Point-based annotation data
## begin
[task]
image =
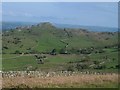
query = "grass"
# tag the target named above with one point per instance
(76, 81)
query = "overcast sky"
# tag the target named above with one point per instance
(92, 14)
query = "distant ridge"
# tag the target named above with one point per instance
(12, 25)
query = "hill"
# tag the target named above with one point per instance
(44, 37)
(48, 48)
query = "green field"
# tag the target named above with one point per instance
(74, 49)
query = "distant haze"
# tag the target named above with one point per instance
(88, 14)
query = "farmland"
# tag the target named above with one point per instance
(44, 47)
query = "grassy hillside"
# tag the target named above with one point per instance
(63, 49)
(44, 37)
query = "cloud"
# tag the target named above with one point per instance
(13, 13)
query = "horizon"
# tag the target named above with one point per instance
(100, 14)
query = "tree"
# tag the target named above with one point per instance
(53, 52)
(17, 52)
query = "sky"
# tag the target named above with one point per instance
(75, 13)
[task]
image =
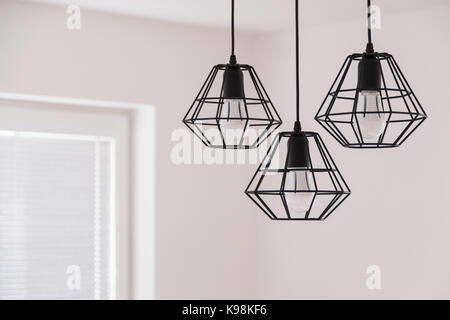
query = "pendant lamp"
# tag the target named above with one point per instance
(382, 111)
(232, 109)
(298, 179)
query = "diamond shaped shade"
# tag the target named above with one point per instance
(298, 179)
(382, 117)
(232, 109)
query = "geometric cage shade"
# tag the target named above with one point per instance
(298, 179)
(379, 118)
(232, 109)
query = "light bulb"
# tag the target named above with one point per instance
(298, 202)
(231, 115)
(371, 124)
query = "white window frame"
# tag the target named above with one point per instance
(135, 227)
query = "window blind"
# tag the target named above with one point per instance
(56, 216)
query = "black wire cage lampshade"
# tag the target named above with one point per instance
(232, 109)
(382, 111)
(298, 179)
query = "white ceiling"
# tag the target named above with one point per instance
(251, 15)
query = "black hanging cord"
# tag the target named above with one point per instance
(369, 48)
(369, 22)
(297, 64)
(233, 57)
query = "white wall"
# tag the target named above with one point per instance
(205, 243)
(397, 216)
(211, 242)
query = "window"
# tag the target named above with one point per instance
(56, 216)
(64, 202)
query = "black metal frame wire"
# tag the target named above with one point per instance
(335, 192)
(411, 113)
(268, 118)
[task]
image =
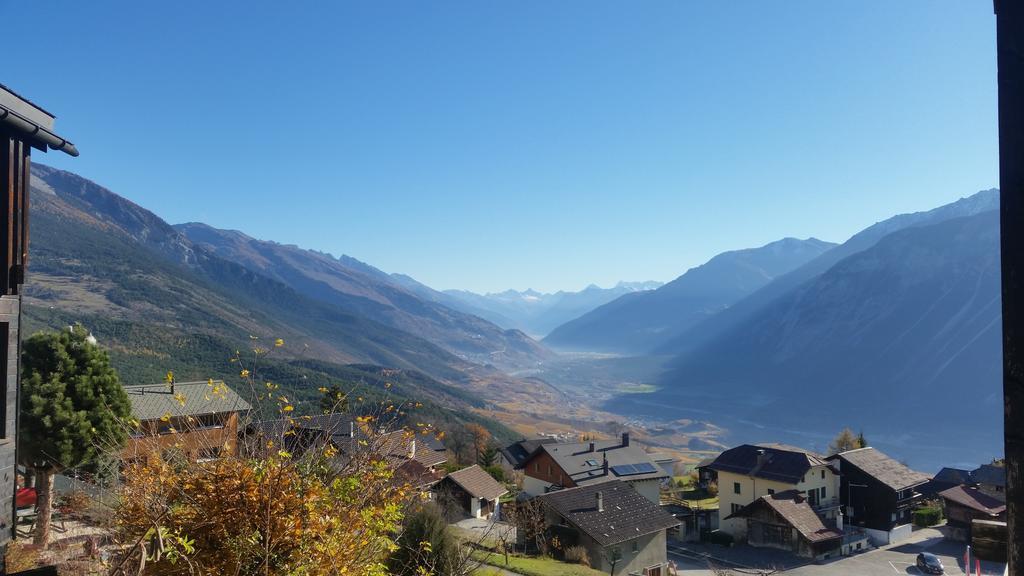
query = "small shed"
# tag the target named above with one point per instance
(967, 503)
(470, 491)
(786, 522)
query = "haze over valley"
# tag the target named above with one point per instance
(788, 340)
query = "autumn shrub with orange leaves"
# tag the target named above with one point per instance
(264, 511)
(273, 516)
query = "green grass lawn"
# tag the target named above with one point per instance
(530, 566)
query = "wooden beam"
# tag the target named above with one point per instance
(1010, 48)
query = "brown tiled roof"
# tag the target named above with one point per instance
(797, 512)
(974, 499)
(627, 515)
(882, 467)
(477, 483)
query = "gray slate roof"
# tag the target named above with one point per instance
(797, 512)
(974, 499)
(882, 467)
(477, 483)
(627, 515)
(987, 474)
(153, 402)
(585, 466)
(781, 462)
(518, 452)
(954, 476)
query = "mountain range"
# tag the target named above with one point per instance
(159, 300)
(896, 331)
(540, 313)
(639, 322)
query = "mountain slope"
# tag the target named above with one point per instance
(639, 322)
(98, 257)
(728, 319)
(364, 290)
(902, 339)
(539, 313)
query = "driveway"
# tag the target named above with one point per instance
(478, 529)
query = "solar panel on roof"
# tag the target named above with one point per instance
(633, 469)
(624, 469)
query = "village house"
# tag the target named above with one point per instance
(470, 491)
(964, 504)
(623, 532)
(415, 457)
(750, 471)
(786, 521)
(512, 456)
(553, 466)
(878, 493)
(990, 479)
(198, 420)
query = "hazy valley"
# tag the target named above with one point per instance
(788, 341)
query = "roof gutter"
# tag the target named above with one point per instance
(36, 134)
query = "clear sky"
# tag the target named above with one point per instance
(486, 145)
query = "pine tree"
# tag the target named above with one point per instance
(74, 410)
(846, 440)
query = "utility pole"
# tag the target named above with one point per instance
(1010, 49)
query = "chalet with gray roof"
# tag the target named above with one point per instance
(878, 493)
(553, 466)
(513, 455)
(786, 521)
(470, 491)
(613, 523)
(199, 419)
(963, 504)
(752, 470)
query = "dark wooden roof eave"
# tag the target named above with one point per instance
(33, 133)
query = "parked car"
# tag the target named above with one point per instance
(930, 564)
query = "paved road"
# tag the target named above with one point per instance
(897, 560)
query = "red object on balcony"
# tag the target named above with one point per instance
(25, 497)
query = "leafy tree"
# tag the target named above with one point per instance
(488, 457)
(426, 545)
(844, 441)
(480, 439)
(74, 410)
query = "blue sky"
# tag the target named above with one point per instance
(510, 145)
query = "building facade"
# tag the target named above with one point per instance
(750, 471)
(24, 126)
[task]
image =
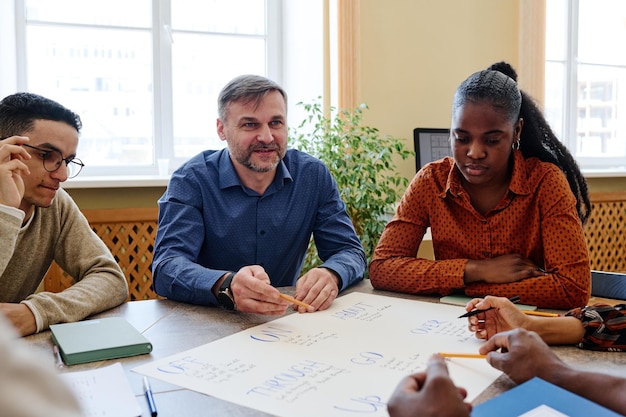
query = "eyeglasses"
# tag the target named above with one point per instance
(52, 160)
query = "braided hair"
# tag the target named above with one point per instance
(498, 86)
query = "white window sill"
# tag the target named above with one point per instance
(612, 172)
(138, 181)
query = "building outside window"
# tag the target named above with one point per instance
(586, 80)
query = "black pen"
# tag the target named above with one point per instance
(149, 397)
(57, 357)
(514, 300)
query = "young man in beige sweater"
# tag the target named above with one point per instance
(39, 222)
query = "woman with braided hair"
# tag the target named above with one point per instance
(505, 212)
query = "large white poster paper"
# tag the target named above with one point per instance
(344, 361)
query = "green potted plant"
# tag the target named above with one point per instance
(361, 160)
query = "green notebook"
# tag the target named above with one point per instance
(98, 339)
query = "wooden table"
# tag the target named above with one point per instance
(174, 327)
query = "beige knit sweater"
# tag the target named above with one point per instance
(61, 233)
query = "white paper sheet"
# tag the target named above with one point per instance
(103, 392)
(343, 361)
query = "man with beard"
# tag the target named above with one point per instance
(236, 223)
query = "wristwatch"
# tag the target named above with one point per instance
(225, 295)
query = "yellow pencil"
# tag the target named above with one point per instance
(294, 301)
(540, 313)
(462, 355)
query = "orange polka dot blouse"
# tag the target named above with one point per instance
(536, 219)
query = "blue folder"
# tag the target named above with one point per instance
(537, 392)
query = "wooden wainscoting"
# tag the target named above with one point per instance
(605, 232)
(129, 234)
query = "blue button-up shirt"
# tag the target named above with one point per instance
(210, 223)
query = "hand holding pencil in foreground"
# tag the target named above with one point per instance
(500, 315)
(429, 393)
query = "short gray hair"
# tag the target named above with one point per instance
(246, 88)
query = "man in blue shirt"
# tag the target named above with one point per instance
(235, 223)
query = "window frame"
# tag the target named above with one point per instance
(590, 166)
(162, 98)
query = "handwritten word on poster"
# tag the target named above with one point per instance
(344, 361)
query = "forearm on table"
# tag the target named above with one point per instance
(557, 330)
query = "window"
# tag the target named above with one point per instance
(143, 74)
(586, 79)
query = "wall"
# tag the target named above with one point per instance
(413, 54)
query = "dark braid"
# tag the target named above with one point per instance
(498, 86)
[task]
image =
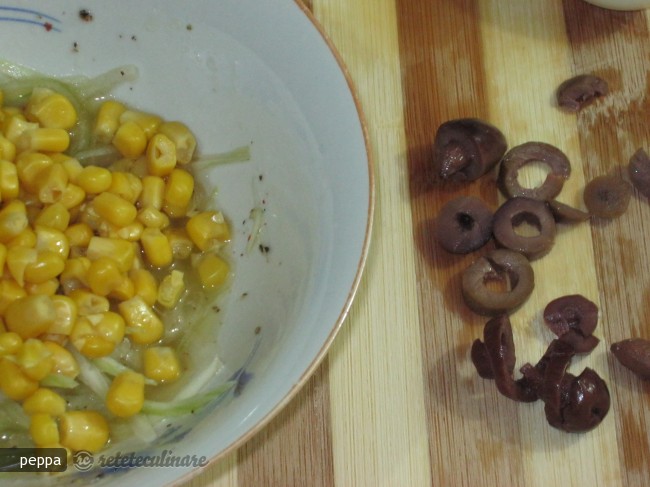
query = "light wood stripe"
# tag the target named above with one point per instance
(397, 401)
(444, 79)
(379, 438)
(296, 445)
(608, 136)
(526, 113)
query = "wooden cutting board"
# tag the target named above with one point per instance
(397, 401)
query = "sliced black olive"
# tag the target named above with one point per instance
(639, 170)
(587, 402)
(573, 318)
(494, 358)
(579, 91)
(634, 354)
(527, 153)
(467, 148)
(464, 224)
(504, 265)
(511, 214)
(607, 196)
(564, 213)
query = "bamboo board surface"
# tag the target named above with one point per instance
(397, 401)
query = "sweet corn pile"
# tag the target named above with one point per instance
(90, 256)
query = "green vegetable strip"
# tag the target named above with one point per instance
(188, 405)
(59, 380)
(112, 367)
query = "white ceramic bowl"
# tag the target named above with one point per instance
(621, 4)
(237, 72)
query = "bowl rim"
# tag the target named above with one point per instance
(318, 359)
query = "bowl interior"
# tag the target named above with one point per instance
(238, 72)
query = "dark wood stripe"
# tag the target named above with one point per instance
(609, 133)
(295, 449)
(443, 78)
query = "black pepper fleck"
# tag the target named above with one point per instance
(85, 15)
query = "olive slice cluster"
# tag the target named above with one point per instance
(571, 403)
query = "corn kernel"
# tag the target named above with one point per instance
(143, 325)
(73, 276)
(43, 429)
(125, 395)
(55, 216)
(130, 140)
(103, 276)
(50, 183)
(126, 185)
(208, 229)
(178, 193)
(94, 179)
(161, 155)
(63, 361)
(65, 315)
(153, 191)
(153, 218)
(145, 285)
(16, 126)
(48, 265)
(78, 234)
(89, 303)
(114, 209)
(108, 325)
(83, 430)
(9, 185)
(122, 251)
(182, 245)
(7, 149)
(18, 258)
(10, 343)
(131, 232)
(71, 165)
(29, 316)
(213, 271)
(10, 291)
(44, 400)
(182, 138)
(161, 364)
(13, 381)
(51, 109)
(28, 166)
(72, 196)
(49, 287)
(85, 339)
(26, 238)
(35, 359)
(51, 239)
(13, 220)
(108, 120)
(171, 289)
(43, 139)
(146, 121)
(156, 247)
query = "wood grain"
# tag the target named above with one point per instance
(398, 402)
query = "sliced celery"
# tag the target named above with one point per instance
(188, 405)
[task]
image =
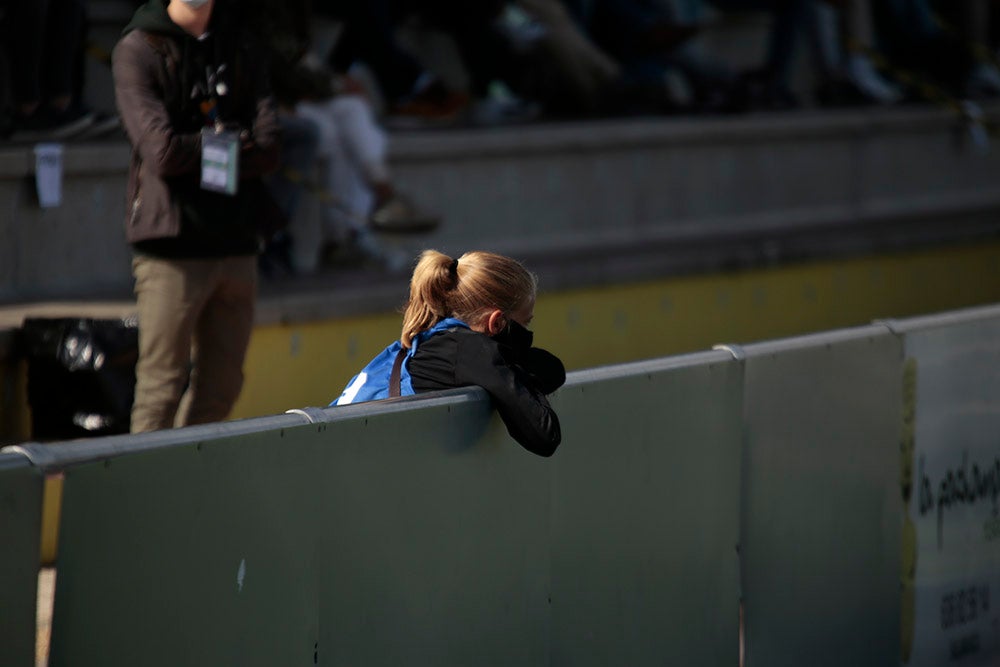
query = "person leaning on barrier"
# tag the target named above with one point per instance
(194, 101)
(466, 325)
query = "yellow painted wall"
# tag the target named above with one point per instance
(299, 365)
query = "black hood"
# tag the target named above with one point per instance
(152, 17)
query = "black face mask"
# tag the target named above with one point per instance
(515, 336)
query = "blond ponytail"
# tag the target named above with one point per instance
(468, 289)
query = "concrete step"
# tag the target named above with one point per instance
(636, 198)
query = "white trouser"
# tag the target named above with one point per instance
(354, 150)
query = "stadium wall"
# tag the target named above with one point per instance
(765, 482)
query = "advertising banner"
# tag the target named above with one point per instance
(951, 485)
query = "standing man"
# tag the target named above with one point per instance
(193, 99)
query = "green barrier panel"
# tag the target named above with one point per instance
(645, 516)
(435, 542)
(821, 507)
(415, 536)
(20, 528)
(197, 554)
(951, 465)
(418, 532)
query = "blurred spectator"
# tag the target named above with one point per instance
(846, 36)
(42, 41)
(412, 91)
(913, 39)
(329, 118)
(573, 75)
(183, 72)
(642, 36)
(970, 21)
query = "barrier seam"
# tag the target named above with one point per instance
(312, 414)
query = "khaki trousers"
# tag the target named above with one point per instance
(195, 319)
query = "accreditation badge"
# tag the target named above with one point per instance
(220, 153)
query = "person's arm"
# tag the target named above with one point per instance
(144, 114)
(526, 412)
(260, 153)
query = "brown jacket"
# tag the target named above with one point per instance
(156, 67)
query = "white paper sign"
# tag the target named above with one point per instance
(48, 174)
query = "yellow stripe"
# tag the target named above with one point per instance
(296, 365)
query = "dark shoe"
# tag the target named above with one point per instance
(400, 216)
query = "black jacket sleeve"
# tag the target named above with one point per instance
(464, 358)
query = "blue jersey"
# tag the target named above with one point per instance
(372, 383)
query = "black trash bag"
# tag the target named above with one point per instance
(81, 375)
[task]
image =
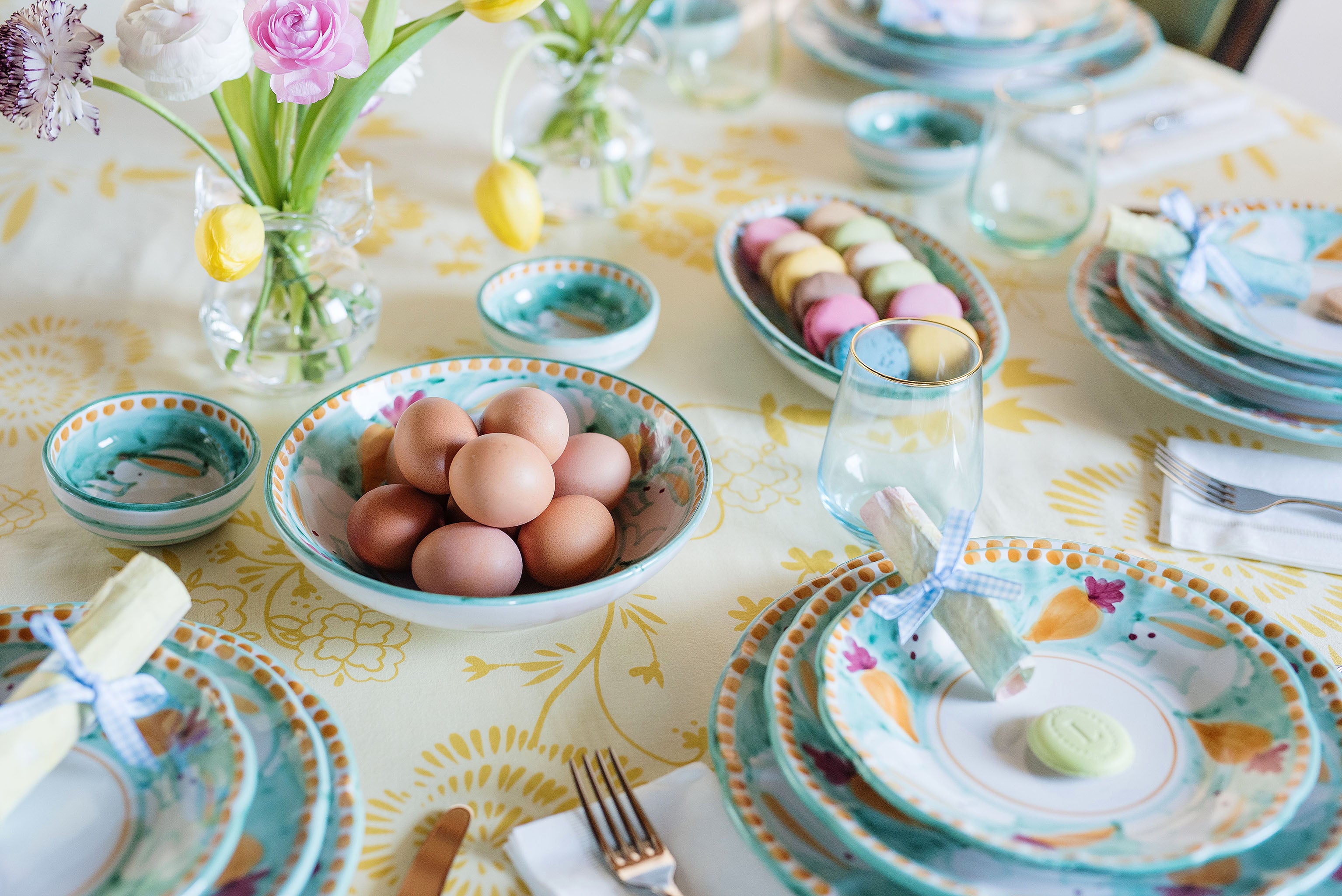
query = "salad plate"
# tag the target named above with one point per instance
(1226, 748)
(97, 827)
(1113, 328)
(928, 860)
(1290, 328)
## end
WHAT TO PRODUCE: Filter the rows above, keeping only the ones that contain the word "sweater".

ANSWER BELOW:
query = "young man in beige sweater"
query = "beige knit sweater"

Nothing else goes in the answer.